Count the lines of the items below that contain the string "bathtub", with case taken into account, and reply with only that number.

[Labeled region records]
# # # #
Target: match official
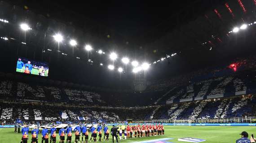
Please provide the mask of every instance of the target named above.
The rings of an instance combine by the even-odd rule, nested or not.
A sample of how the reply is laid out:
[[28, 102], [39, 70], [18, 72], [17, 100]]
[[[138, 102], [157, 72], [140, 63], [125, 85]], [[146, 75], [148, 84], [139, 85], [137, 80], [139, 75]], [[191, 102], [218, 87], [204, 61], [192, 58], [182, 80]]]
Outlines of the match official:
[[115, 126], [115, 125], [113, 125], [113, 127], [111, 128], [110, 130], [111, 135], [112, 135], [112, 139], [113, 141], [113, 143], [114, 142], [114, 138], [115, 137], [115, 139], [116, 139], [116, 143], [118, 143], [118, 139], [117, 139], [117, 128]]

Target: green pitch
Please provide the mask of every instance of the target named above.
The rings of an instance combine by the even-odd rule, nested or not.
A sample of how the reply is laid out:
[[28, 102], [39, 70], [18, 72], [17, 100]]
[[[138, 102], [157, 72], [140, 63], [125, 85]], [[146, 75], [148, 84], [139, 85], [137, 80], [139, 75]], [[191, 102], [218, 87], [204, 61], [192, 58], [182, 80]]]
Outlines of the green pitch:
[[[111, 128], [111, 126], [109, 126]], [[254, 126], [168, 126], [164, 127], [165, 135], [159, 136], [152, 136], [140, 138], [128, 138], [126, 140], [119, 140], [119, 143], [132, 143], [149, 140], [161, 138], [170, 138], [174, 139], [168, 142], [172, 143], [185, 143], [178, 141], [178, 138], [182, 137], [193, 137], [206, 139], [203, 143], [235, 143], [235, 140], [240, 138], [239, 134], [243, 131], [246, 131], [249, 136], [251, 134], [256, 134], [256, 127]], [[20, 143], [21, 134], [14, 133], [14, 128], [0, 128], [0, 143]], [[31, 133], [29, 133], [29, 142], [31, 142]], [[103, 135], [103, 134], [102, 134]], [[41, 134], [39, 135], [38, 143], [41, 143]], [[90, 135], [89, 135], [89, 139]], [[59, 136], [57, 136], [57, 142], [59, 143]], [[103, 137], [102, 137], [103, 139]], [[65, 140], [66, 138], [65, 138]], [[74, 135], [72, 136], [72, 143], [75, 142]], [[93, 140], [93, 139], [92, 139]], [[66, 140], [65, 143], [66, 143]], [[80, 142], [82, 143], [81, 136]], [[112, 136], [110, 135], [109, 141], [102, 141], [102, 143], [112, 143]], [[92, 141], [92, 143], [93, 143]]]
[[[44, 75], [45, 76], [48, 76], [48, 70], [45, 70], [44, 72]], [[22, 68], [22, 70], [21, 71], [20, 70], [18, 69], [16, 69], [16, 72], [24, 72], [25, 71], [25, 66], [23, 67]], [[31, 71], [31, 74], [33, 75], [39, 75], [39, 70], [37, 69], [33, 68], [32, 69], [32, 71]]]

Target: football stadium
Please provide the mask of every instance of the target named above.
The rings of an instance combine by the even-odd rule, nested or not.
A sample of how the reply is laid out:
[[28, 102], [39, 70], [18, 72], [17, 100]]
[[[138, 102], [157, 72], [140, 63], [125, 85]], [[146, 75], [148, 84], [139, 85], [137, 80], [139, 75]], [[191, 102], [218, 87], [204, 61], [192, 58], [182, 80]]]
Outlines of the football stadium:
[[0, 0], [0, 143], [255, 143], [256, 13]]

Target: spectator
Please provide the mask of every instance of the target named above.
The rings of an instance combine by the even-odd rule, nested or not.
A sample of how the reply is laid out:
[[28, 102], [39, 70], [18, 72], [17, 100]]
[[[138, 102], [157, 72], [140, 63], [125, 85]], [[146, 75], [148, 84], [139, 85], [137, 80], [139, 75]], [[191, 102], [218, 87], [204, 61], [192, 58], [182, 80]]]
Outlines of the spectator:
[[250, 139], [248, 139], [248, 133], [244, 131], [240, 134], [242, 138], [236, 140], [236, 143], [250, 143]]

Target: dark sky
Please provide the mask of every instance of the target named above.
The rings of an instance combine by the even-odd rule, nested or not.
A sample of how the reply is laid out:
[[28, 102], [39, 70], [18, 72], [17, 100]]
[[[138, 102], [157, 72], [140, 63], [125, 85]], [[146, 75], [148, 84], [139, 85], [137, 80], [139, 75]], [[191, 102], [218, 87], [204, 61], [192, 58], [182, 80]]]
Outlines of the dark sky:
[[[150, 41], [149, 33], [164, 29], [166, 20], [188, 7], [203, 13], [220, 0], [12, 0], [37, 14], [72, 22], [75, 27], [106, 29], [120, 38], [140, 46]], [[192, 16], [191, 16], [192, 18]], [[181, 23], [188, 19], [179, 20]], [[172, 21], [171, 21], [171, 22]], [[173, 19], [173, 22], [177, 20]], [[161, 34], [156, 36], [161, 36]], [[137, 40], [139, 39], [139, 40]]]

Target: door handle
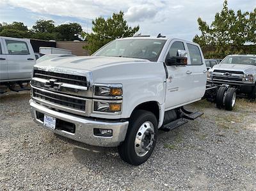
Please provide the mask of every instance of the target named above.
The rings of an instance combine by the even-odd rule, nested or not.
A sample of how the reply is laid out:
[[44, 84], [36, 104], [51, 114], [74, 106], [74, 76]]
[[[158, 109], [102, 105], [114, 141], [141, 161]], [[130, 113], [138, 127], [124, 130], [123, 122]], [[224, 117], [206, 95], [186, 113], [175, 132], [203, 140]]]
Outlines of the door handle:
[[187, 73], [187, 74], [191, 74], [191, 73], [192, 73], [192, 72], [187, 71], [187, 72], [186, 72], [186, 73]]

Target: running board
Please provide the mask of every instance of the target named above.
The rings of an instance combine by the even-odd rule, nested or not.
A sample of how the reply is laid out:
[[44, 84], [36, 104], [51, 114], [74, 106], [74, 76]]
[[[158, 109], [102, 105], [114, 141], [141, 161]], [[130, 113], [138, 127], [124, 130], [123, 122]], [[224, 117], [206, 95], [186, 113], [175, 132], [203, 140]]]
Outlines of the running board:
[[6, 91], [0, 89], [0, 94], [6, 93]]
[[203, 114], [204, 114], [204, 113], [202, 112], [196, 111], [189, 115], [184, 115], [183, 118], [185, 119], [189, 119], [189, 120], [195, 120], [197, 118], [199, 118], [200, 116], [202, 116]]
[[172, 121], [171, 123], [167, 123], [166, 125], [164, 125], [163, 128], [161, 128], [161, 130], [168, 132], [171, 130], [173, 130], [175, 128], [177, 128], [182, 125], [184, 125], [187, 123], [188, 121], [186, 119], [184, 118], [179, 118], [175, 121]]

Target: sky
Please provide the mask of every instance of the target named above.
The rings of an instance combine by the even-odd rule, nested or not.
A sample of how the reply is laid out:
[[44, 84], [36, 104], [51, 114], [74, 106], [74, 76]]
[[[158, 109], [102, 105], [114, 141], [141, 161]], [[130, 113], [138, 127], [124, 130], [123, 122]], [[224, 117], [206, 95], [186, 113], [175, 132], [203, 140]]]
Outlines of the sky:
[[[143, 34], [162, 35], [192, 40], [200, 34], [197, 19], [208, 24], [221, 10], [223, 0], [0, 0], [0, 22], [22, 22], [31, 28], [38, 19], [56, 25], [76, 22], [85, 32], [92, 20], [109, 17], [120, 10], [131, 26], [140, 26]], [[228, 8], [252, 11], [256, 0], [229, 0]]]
# # # #
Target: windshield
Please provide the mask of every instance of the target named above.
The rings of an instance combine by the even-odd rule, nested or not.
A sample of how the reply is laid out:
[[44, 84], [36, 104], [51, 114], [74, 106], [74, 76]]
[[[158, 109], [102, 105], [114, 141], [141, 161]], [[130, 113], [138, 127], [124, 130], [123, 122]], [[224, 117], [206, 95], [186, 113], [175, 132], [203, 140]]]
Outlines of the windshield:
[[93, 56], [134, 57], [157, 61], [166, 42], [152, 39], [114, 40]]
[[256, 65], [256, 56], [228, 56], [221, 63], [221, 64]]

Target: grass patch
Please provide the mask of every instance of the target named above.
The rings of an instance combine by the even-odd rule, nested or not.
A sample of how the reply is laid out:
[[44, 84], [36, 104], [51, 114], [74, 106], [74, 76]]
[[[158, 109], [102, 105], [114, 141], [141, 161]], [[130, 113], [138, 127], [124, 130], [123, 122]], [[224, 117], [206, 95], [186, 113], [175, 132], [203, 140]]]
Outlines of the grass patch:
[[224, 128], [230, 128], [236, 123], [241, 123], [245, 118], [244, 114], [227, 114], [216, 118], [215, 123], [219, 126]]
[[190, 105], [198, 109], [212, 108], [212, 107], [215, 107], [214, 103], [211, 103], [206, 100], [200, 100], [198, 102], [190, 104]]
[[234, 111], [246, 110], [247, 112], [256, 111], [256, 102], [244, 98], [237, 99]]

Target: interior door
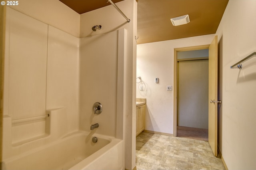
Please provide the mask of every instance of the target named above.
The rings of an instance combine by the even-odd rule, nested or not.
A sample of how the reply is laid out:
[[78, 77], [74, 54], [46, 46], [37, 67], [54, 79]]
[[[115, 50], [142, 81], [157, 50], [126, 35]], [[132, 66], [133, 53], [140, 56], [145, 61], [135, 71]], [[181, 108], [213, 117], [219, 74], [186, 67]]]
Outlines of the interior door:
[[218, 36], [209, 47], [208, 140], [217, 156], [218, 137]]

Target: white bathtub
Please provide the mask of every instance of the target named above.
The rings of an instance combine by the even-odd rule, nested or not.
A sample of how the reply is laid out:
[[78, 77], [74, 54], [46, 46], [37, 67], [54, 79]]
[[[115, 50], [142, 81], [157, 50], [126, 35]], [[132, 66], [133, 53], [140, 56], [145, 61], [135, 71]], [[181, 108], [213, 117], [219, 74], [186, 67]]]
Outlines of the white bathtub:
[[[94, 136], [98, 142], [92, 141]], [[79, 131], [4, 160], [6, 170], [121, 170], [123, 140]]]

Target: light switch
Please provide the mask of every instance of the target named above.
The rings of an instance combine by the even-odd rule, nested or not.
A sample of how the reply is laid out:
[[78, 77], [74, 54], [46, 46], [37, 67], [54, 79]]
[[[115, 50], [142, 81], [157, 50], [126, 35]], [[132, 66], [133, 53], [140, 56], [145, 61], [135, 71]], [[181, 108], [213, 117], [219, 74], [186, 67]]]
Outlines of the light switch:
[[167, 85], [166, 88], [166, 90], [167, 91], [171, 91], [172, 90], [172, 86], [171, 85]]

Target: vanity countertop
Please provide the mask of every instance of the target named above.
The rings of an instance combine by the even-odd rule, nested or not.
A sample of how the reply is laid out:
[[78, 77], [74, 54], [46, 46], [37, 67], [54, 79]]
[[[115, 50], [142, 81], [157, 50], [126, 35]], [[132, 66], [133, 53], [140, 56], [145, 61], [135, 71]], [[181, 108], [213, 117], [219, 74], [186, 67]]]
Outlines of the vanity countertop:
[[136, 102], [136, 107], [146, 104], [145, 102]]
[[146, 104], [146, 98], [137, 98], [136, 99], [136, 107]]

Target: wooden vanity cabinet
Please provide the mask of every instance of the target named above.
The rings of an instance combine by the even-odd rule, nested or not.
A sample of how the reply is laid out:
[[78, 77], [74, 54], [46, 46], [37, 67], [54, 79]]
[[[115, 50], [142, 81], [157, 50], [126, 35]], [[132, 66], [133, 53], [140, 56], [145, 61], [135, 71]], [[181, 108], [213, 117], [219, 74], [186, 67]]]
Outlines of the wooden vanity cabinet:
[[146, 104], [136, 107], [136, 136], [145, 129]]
# # # #
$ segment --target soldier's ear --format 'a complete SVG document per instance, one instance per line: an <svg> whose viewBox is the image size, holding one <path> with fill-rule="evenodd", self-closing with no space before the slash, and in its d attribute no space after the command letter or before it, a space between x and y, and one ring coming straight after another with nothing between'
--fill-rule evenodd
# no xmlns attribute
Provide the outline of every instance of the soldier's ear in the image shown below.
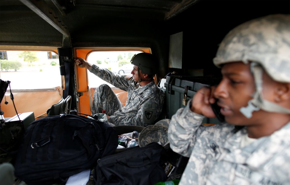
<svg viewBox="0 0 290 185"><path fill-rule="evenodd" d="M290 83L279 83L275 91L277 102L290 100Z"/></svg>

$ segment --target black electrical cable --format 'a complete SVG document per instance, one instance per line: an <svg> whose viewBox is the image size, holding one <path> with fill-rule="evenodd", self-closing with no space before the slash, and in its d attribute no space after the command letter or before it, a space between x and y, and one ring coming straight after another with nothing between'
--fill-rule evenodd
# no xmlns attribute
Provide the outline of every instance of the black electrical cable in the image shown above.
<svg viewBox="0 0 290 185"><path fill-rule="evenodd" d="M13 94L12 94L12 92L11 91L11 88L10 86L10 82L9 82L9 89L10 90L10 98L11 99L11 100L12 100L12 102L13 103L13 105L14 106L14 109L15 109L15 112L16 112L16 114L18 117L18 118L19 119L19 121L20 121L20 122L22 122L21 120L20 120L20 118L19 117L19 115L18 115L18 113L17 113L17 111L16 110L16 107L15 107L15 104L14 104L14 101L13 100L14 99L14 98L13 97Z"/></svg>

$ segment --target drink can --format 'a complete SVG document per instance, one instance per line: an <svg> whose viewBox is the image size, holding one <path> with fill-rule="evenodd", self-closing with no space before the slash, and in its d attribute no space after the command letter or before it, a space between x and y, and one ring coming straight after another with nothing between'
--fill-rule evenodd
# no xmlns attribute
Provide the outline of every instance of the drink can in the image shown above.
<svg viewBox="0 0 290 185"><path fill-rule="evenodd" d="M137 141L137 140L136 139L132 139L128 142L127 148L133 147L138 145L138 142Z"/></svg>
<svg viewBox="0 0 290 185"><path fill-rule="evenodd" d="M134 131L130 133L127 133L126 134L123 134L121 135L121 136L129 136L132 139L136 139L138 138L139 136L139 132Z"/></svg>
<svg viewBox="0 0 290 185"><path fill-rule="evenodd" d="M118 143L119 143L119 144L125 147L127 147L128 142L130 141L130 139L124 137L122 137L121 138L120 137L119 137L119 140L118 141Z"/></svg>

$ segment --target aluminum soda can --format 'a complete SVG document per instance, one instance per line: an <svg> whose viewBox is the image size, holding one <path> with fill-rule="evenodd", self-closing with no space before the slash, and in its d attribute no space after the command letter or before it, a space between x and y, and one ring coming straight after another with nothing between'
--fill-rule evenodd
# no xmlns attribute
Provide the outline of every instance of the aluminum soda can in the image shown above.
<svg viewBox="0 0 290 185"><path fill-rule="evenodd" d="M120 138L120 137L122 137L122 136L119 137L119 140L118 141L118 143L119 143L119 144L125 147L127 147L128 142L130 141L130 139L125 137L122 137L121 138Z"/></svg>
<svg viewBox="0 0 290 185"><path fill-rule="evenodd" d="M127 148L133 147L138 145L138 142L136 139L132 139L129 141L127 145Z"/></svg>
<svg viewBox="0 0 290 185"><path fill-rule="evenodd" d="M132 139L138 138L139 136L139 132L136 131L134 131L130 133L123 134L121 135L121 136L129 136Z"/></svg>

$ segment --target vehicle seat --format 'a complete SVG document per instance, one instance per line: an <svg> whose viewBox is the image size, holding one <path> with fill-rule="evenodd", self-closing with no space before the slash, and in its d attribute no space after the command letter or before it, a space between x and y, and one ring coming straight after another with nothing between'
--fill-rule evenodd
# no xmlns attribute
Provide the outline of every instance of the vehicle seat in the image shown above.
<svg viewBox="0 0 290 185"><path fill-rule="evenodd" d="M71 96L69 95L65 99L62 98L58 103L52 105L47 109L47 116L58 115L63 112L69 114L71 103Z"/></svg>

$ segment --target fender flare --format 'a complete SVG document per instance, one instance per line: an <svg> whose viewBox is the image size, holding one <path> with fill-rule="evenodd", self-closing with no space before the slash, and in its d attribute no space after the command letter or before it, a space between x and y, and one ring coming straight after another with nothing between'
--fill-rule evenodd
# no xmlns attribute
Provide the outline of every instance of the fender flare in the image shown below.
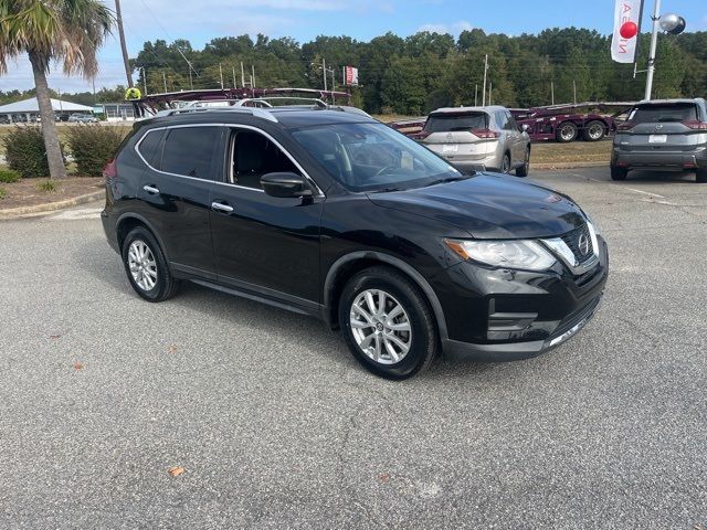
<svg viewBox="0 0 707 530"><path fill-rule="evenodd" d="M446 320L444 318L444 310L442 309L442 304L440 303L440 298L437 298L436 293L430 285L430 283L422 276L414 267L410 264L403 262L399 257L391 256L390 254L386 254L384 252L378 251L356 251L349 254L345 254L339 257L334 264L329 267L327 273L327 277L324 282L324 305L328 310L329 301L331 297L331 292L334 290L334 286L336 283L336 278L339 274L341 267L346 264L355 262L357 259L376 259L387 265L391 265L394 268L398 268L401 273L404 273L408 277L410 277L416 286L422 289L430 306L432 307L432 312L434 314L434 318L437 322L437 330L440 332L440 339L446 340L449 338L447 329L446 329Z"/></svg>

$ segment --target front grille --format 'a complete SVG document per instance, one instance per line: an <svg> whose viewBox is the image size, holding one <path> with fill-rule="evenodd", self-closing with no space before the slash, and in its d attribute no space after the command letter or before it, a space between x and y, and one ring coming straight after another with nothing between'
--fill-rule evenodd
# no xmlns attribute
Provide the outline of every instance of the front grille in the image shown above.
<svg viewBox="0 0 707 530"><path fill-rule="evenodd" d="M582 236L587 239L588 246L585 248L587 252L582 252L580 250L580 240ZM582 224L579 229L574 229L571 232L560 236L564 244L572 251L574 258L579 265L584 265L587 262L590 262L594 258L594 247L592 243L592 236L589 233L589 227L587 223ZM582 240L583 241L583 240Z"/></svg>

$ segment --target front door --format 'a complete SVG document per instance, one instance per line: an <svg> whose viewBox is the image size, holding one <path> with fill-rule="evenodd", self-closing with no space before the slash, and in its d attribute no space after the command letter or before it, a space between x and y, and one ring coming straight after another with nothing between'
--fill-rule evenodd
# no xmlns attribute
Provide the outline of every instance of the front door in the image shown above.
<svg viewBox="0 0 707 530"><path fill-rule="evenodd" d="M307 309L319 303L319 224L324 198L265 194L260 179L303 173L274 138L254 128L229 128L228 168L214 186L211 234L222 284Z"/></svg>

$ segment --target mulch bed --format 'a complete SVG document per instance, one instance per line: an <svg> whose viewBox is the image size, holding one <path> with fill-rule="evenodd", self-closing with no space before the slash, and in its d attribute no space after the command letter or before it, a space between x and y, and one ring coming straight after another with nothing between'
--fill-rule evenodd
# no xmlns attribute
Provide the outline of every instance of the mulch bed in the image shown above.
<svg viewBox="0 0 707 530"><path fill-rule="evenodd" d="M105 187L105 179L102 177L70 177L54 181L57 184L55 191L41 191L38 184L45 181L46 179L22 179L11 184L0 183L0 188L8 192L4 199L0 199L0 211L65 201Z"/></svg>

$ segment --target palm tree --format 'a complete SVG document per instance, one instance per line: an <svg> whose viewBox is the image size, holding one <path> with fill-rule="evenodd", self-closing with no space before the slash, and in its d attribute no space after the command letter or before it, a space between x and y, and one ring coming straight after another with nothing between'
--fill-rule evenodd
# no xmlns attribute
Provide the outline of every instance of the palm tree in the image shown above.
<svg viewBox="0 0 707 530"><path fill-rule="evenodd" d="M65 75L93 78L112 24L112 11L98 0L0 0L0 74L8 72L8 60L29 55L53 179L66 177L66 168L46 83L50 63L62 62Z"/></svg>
# # # #
SOLUTION
2